### Task to complete:
Your task is to transcribe the data in full.

### Dataset records:
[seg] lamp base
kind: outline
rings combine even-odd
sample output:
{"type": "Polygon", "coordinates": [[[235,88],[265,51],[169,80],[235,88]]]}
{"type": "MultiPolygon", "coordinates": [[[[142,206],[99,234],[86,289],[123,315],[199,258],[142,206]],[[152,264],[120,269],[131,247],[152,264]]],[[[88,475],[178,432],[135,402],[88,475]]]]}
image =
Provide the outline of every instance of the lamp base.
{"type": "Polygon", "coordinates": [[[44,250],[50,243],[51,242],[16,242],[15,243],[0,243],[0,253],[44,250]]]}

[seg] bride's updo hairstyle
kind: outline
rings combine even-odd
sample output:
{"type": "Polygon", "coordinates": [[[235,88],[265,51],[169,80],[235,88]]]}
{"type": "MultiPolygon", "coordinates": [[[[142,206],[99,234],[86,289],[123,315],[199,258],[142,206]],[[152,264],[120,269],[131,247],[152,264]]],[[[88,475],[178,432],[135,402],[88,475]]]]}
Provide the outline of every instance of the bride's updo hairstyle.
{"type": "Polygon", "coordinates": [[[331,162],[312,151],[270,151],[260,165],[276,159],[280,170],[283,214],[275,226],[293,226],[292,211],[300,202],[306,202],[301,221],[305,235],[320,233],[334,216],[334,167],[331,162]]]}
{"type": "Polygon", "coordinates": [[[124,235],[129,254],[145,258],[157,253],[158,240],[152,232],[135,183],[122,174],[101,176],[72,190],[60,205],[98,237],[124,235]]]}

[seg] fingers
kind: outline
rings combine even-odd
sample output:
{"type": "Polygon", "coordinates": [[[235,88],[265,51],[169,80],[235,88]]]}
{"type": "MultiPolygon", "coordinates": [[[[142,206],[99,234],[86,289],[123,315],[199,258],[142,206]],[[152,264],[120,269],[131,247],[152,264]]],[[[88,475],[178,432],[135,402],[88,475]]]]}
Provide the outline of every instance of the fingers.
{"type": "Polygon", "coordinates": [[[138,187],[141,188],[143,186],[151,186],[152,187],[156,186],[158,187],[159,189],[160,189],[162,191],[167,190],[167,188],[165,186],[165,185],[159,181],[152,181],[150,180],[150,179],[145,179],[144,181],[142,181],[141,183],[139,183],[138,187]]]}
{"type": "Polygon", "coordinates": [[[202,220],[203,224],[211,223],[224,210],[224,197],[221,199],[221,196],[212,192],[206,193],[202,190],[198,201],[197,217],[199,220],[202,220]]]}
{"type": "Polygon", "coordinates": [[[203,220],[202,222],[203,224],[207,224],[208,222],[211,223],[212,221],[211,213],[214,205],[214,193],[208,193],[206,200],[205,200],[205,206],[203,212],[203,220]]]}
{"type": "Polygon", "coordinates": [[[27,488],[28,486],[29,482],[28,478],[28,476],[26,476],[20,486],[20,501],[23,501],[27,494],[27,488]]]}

### Written solution:
[seg] lamp base
kind: outline
rings combine even-odd
sample output:
{"type": "Polygon", "coordinates": [[[235,88],[265,51],[169,80],[235,88]]]}
{"type": "MultiPolygon", "coordinates": [[[[142,206],[99,234],[86,289],[123,315],[199,258],[142,206]],[[152,264],[120,269],[131,247],[152,264]]],[[[88,475],[178,432],[135,402],[88,475]]]]}
image =
Provide the outline of every instance of the lamp base.
{"type": "Polygon", "coordinates": [[[44,250],[50,243],[51,242],[16,242],[15,243],[0,243],[0,253],[44,250]]]}

[seg] bride's updo hairstyle
kind: outline
rings combine even-odd
sample output:
{"type": "Polygon", "coordinates": [[[235,88],[265,51],[169,80],[235,88]]]}
{"type": "MultiPolygon", "coordinates": [[[[142,206],[99,234],[86,289],[123,315],[199,258],[142,206]],[[152,264],[120,269],[131,247],[152,264]]],[[[88,475],[178,432],[135,402],[88,475]]]]}
Provide the outline of every instance of the bride's updo hairstyle.
{"type": "Polygon", "coordinates": [[[331,162],[312,151],[270,151],[260,165],[276,159],[280,170],[283,214],[275,226],[293,226],[292,211],[300,202],[306,202],[301,221],[305,235],[320,233],[334,216],[334,167],[331,162]]]}
{"type": "Polygon", "coordinates": [[[124,235],[129,254],[145,258],[157,253],[158,240],[152,232],[135,183],[122,174],[101,176],[72,190],[60,205],[98,237],[124,235]]]}

[seg] fingers
kind: outline
rings combine even-odd
sample output:
{"type": "Polygon", "coordinates": [[[235,88],[265,51],[169,80],[235,88]]]}
{"type": "MultiPolygon", "coordinates": [[[[142,206],[99,234],[86,289],[123,315],[199,258],[142,206]],[[152,264],[120,269],[131,247],[152,264]]],[[[88,475],[178,432],[135,402],[88,475]]]]}
Provide the outline of every instance of the fingers.
{"type": "Polygon", "coordinates": [[[138,187],[141,188],[143,186],[151,186],[152,187],[156,186],[158,187],[159,189],[160,189],[162,191],[167,190],[167,188],[165,186],[165,185],[159,181],[152,181],[150,180],[150,179],[145,179],[144,181],[142,181],[141,183],[139,183],[138,187]]]}
{"type": "Polygon", "coordinates": [[[202,220],[203,224],[211,223],[224,210],[224,197],[221,199],[221,196],[212,192],[206,193],[202,190],[198,201],[197,217],[199,220],[202,220]]]}
{"type": "Polygon", "coordinates": [[[203,220],[202,222],[203,224],[207,224],[208,222],[211,223],[212,221],[211,213],[214,205],[214,193],[208,193],[206,200],[205,200],[205,206],[203,212],[203,220]]]}
{"type": "Polygon", "coordinates": [[[27,488],[28,486],[29,482],[28,478],[28,476],[26,476],[20,486],[20,501],[23,501],[27,494],[27,488]]]}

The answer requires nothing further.